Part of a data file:

▽

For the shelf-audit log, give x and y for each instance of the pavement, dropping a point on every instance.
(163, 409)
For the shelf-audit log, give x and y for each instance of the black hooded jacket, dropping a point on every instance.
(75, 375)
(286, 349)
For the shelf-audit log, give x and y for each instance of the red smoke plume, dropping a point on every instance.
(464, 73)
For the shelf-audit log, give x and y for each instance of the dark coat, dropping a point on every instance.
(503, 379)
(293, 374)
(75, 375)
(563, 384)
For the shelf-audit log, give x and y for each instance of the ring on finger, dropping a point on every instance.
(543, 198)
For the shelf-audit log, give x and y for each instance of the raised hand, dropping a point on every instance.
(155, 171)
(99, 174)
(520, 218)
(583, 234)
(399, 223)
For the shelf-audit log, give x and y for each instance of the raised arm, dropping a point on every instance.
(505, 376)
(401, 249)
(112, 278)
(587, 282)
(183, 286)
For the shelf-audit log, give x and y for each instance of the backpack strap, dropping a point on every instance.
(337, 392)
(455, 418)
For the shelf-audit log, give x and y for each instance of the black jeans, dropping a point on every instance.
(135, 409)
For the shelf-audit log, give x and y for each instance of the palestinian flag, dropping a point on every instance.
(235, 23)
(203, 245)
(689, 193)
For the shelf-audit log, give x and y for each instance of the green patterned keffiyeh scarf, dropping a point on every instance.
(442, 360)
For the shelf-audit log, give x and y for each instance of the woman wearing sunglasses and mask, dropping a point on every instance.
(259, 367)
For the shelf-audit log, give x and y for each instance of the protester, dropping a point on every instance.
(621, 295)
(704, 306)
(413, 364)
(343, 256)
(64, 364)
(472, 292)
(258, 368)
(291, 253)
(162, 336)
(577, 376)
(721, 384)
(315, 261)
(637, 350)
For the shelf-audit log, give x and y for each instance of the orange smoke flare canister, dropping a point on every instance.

△

*Given instruction*.
Repeat these records word for word, starting at the line that contains "mask, dropping a point on every instance." and continuing through the last line of the records.

*Exercise output*.
For the shelf-audit log, give x and y for each instance of the woman wearing sunglasses and mask, dropping a point on every instance.
(259, 367)
For the shelf-audit log, give x and y for each instance of the protester, dropping a point on every instance.
(621, 295)
(704, 306)
(413, 364)
(343, 256)
(64, 364)
(472, 292)
(258, 368)
(291, 253)
(162, 336)
(577, 376)
(721, 384)
(315, 261)
(637, 350)
For the shelf-audit log, give x and y for each instance of the orange smoke flare canister, dropping a point on every instance.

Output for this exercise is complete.